## GOAL OF THE EXERCISE
Copy out, without any change, the stretch of the records below from the line containing "135L302 185L291 202H318L332" through the line containing "positive clicks: (330, 188) (326, 192)".

## GIVEN ENTRIES
[Start of Attachment]
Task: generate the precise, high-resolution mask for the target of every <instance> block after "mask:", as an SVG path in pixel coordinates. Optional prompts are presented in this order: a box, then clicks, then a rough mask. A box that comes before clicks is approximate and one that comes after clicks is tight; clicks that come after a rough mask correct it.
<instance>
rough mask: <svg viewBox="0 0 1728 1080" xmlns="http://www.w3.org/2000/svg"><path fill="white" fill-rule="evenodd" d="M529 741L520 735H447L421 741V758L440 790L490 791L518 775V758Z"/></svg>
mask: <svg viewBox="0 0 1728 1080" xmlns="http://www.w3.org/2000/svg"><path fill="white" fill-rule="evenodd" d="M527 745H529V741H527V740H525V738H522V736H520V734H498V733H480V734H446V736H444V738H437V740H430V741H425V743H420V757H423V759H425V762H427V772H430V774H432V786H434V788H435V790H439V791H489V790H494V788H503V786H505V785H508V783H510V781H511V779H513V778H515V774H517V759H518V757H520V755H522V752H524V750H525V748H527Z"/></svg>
[End of Attachment]
[Start of Attachment]
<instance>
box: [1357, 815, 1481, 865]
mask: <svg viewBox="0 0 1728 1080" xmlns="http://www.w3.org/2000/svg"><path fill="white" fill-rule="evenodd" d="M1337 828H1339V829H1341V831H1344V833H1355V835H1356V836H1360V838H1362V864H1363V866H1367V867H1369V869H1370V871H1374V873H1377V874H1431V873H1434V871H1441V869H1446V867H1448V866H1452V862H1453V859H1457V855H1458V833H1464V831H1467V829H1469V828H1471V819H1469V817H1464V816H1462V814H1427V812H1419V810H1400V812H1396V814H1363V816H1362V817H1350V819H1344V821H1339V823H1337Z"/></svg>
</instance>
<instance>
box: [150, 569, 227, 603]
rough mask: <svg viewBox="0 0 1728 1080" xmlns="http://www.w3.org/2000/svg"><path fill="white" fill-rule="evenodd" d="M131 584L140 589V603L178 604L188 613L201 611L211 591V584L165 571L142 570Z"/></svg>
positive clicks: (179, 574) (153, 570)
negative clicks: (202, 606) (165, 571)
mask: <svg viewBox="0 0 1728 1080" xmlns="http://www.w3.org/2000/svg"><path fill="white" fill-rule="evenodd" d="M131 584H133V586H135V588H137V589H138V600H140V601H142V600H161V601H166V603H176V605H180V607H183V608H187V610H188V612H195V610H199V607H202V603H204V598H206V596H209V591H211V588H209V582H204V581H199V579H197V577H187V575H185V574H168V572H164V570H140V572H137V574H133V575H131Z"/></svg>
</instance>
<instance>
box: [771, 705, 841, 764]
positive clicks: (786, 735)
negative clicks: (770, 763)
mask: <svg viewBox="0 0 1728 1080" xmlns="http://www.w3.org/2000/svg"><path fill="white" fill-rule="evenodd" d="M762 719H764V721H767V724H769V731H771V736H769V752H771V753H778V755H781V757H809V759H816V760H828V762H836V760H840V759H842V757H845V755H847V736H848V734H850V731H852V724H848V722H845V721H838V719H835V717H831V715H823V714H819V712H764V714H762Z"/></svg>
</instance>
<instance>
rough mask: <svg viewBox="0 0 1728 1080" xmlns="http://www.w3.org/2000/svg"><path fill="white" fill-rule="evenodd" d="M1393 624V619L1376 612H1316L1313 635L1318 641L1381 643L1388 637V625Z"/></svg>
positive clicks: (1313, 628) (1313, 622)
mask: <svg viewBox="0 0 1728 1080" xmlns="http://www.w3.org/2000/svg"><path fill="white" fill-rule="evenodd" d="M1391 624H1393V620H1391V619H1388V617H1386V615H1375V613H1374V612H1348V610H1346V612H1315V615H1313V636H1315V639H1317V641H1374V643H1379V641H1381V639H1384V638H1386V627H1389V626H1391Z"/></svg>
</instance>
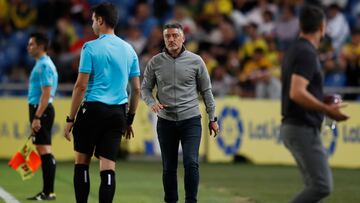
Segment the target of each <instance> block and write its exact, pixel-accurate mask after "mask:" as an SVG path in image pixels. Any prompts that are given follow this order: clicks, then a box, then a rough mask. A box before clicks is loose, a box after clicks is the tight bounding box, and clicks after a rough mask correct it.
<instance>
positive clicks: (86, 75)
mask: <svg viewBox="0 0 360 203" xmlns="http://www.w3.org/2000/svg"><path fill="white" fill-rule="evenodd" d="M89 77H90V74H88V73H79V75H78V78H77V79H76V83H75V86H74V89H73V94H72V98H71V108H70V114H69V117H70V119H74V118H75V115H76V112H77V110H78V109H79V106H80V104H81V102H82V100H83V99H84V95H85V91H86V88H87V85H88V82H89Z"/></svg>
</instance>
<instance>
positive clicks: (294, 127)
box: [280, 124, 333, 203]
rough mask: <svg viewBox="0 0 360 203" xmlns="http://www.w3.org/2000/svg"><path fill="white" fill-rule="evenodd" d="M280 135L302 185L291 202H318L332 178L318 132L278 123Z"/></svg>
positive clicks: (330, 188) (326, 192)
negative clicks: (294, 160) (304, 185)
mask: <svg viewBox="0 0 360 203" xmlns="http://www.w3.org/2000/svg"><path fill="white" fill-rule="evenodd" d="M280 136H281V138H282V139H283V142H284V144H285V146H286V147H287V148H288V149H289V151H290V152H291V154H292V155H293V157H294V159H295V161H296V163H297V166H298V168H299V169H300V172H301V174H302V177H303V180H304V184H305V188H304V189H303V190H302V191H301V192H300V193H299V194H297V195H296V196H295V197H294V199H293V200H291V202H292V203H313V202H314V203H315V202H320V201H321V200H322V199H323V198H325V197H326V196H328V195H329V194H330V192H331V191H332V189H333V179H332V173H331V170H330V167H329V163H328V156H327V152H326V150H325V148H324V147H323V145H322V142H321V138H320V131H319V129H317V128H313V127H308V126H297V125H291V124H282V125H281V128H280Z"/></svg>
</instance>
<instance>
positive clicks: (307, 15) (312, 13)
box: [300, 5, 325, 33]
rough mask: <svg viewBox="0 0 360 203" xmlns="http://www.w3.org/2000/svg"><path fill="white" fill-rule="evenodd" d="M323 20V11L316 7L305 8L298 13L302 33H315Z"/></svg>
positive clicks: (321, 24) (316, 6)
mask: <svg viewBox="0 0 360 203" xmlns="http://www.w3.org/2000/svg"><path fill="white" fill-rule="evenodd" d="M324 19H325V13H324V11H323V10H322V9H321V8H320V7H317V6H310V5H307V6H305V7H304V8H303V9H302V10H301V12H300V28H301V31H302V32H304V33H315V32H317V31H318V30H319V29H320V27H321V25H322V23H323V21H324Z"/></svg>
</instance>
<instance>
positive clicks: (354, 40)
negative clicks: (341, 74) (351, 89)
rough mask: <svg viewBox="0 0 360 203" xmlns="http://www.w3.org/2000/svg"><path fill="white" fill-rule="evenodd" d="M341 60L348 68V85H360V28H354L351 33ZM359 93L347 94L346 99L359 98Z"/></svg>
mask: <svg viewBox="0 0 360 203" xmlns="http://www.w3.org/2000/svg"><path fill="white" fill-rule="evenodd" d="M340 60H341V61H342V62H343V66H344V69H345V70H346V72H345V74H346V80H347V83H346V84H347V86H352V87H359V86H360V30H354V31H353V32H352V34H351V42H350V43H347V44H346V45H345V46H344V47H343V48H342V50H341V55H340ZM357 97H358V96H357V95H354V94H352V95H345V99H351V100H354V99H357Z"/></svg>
[End of Attachment]
## REPLY TO THE EXERCISE
rough mask: <svg viewBox="0 0 360 203" xmlns="http://www.w3.org/2000/svg"><path fill="white" fill-rule="evenodd" d="M280 135L302 185L291 202H318L332 178L318 132L278 123Z"/></svg>
positive clicks: (330, 188) (326, 192)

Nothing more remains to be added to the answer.